» **Text block**:
###
Stronger alternative for 20MnCr5 is EN353 3

[namelessudhay]

Hi,

I am facing a gear root bending failure in one of our commercial application transmissions. Due to practical reasons, changing any dimension is impossible.

The gear is made of 20MnCr5, gas carburized. Couple of seniors are suggesting to go with EN353 instead. Two reasons:
1. EN353 is stronger.
2. It is easily available.

I am trying to understand how EN353 is stronger. I see the carbon percentage of both the materials to be closely same. However, these are some material composition differences I find:
EN353 has got:
1. Less manganese
2. More Phosphorus
3. Nickel present - 1 to 1.5%
4. Molybdenum present - 0.08 to 0.15%

I am not a metallurgy guy. I would request some experts here to explain these chemical differences help EN353 to become a stronger candidate. Thanks.

 

[EdStainless]

You left out that they similar Cr content.
When you carburize the 353 you are forming a high C alloy steel, very strong, tough, and deep hardening.
The Mo really improves hardenability (even at 0.17% C) and the Ni makes the alloy so that you can get uniform properties and good toughness in deep sections.
There are other alternatives, but as you say 353 is available and the processing won't be very different.
You carburize, oil quench, and then temper? You may need to look at temper temperatures.
###
(Bounding box annotation entries)
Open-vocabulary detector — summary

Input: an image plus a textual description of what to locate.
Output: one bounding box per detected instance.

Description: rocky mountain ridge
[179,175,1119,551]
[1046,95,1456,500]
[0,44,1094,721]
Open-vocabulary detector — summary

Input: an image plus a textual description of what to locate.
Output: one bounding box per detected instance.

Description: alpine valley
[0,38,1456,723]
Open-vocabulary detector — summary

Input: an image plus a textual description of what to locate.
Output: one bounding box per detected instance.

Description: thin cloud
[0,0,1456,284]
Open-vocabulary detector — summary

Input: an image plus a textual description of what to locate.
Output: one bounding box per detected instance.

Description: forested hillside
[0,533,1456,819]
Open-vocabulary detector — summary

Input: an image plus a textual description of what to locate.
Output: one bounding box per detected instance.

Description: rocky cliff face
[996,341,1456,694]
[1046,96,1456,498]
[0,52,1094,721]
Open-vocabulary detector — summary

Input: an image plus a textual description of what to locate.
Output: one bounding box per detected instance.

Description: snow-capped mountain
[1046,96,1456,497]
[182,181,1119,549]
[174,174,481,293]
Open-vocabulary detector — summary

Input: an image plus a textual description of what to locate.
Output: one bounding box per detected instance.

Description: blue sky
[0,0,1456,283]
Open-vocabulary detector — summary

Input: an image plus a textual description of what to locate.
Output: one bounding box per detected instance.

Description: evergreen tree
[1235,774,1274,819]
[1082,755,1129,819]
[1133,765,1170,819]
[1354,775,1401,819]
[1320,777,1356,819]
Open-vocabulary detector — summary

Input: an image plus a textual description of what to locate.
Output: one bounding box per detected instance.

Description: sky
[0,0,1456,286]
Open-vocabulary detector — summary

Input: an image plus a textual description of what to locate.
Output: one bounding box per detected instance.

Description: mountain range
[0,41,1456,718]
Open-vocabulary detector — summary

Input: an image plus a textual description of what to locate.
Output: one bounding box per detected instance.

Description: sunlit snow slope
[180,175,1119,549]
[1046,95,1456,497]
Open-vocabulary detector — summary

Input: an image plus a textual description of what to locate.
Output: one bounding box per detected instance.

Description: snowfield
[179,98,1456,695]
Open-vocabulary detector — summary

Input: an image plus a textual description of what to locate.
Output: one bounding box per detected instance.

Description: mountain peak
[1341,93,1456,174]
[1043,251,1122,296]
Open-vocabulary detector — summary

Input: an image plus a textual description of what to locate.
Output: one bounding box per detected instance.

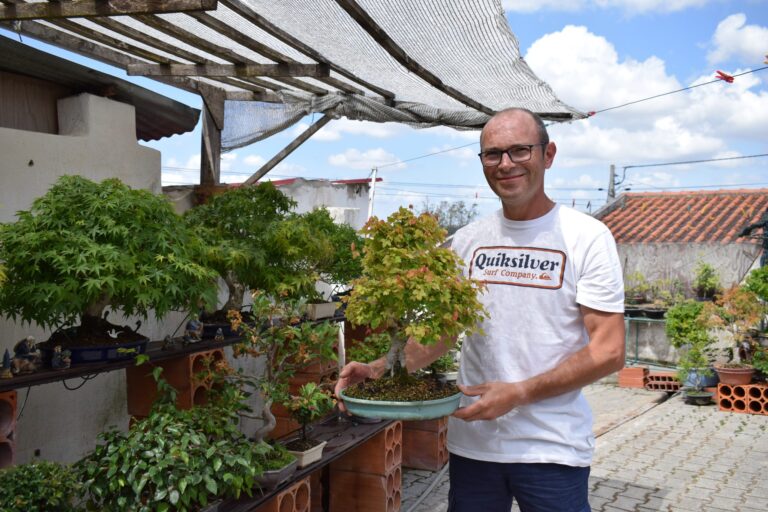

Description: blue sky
[0,0,768,216]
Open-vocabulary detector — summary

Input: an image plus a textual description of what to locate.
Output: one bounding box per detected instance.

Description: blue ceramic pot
[341,391,462,420]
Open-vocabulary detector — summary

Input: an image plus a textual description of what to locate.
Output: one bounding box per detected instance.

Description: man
[337,109,624,512]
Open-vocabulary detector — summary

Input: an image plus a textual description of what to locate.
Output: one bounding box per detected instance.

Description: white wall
[0,94,184,463]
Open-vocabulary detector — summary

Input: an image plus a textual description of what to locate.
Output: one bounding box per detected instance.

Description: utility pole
[606,164,616,203]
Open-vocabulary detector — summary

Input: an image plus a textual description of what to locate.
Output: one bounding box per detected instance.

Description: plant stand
[125,348,224,418]
[329,421,403,512]
[0,391,17,469]
[403,416,448,471]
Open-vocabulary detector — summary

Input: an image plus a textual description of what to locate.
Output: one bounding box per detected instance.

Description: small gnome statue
[0,349,13,379]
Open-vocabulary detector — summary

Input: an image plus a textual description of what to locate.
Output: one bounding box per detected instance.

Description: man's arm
[453,306,625,421]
###
» **Written tasks**:
1. In the thread on gear steel, rewrite the passage that begins at the words "Stronger alternative for" and stops after "dimension is impossible.", putting "gear tooth pitting failure" wherever "gear root bending failure" appears.
2. Answer these questions from the thread on gear steel:
(a) What nickel range is listed for EN353?
(b) How is the current 20MnCr5 gear treated?
(c) What property does the reply say Mo really improves?
3. Write what follows the last line of the thread on gear steel.

» **Outputs**:
1.
Stronger alternative for 20MnCr5 is EN353 3

[namelessudhay]

Hi,

I am facing a gear tooth pitting failure in one of our commercial application transmissions. Due to practical reasons, changing any dimension is impossible.

2.
(a) 1 to 1.5%
(b) It is gas carburized.
(c) Hardenability

3.
= = = = = = = = = = = = = = = = = = = =
P.E. Metallurgy, Plymouth Tube

 

[gearcutter]

A "stronger" material will not necessarily improve resistance to tooth bending failure.
The most important thing to consider is the type of loading, then figure out the best material to use.
Analyse the fracture surfaces of the failed components to determine the type of bending failure that has occurred.

I'd be very surprised if there isn't room for improvement of the gear tooth/root geometry.

 

[3DDave]

I'd look at root geometry first. Stress concentrations can overwhelm any material strength improvements.

You write you can't change dimensions, but I'll bet there are tolerance ranges.

 

[namelessudhay]

Thanks, Ed.
//You left out that they similar Cr content//
True I should have listed down the similarities as well.


//When you carburize the 353 you are forming a high C alloy steel, very strong, tough, and deep hardening.//
Isn't it the same when I gas carburize 20MnCr5 as well? I just make a low carbon alloy steel to a high carbon alloy steel, correct?


//The Mo really improves hardenability (even at 0.17% C) and the Ni makes the alloy so that you can get uniform properties and good toughness in deep sections.//
This is the exact piece of info. I wanted. Grateful to it! Will read further about use of Mo and Ni.

//You carburize, oil quench, and then temper? You may need to look at temper temperatures.//
I am not very sure of this. Since Heat Treatment (HT) team is in agreement with this proposal, I hope they have fair experience in the process.

Thanks again!

 

[tbuelna]

Gear tooth bending failures typically start with fractures at the root fillet surface, which would have a carburized case in your situation. It is important to have a good balance between case depth and core strength with any carburized gear. The optimum case depth on the tooth flank and root fillet surfaces after finish grinding needs to be carefully controlled and will depend on the gear tooth section.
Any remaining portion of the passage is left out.